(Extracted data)
────────────────

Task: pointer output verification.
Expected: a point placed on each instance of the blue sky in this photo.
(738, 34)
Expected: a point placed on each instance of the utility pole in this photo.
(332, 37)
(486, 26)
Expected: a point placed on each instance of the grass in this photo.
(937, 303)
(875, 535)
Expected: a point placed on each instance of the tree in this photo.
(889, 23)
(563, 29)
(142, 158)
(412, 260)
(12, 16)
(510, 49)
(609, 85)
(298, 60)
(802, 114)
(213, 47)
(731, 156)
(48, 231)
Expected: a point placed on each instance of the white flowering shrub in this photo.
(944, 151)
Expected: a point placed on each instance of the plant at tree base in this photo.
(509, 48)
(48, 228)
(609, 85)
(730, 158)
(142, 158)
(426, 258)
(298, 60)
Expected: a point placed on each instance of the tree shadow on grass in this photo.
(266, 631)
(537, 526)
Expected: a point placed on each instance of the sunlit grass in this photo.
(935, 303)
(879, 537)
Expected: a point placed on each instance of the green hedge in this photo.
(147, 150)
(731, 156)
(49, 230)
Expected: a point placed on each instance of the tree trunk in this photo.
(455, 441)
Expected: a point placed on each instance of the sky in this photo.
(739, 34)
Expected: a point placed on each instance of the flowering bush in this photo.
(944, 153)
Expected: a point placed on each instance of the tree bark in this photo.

────────────────

Reproduce all of the data above line for line, without any changes.

Response to this task:
Task: pointer output verification.
Expected: a point placed on each instance of the blue sky in this photo.
(738, 34)
Expected: a point placed on each instance of the utility pole in this photo.
(332, 37)
(486, 26)
Expected: a point placed on each instance of the grass in this photo.
(937, 303)
(875, 535)
Expected: a point placed on each instance of the tree in this photo.
(889, 23)
(563, 29)
(142, 158)
(412, 260)
(12, 16)
(510, 49)
(609, 85)
(298, 60)
(802, 114)
(213, 47)
(731, 156)
(48, 231)
Expected: a point placed on each instance of the white flowering shrub in this photo.
(944, 151)
Expected: a point placed on each instance of the plant at tree base in this photo.
(509, 48)
(48, 228)
(609, 85)
(730, 158)
(142, 158)
(426, 258)
(298, 60)
Expected: a point placed on each instance of the tree shadow on grass in this photo.
(266, 631)
(537, 526)
Expected: a point placed on each instance of the sunlit grass in this photo.
(935, 303)
(879, 537)
Expected: a point placed on each instance of the green hedge in this photo.
(147, 150)
(731, 156)
(49, 230)
Expected: a point placed on each instance of the tree trunk in this photo.
(455, 441)
Expected: a point placed on each instance of the sky in this photo.
(739, 34)
Expected: a point placed on each instance of the flowering bush in this photo.
(944, 153)
Expected: a point placed on each instance of the tree bark in this photo.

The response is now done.